Task => Find every line in the listing below that contains the string "each", treating uppercase and lowercase as different, and copy those lines out in full.

Records to process =>
────────────────

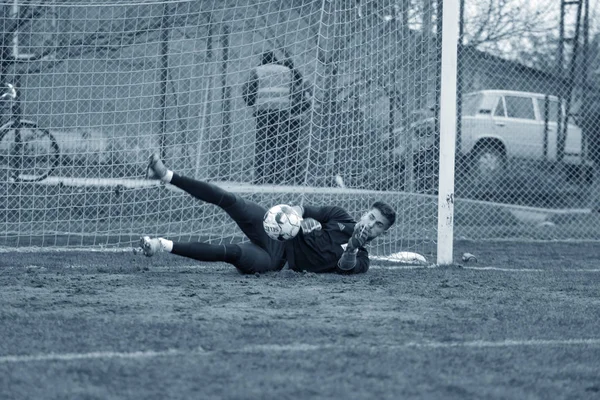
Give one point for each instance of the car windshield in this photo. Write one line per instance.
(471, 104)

────────────────

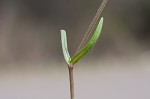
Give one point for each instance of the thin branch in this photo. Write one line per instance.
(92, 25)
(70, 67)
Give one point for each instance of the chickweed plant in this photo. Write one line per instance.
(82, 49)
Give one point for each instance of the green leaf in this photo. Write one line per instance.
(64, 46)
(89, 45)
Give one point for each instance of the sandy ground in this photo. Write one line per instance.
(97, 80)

────────────────

Exercise solution =>
Give one point for each instance of the car windshield in this photo. Write one line per instance.
Give one point for each instance of the thin branch in this photo. Write one line per instance.
Give one point for each instance of the chickweed plant in this photo. Write one line per instance.
Give one point for each instance of the green leaf in this photo. Write one line per instance.
Give one point for each instance of the sandy ground in this photo. Write one line per instance.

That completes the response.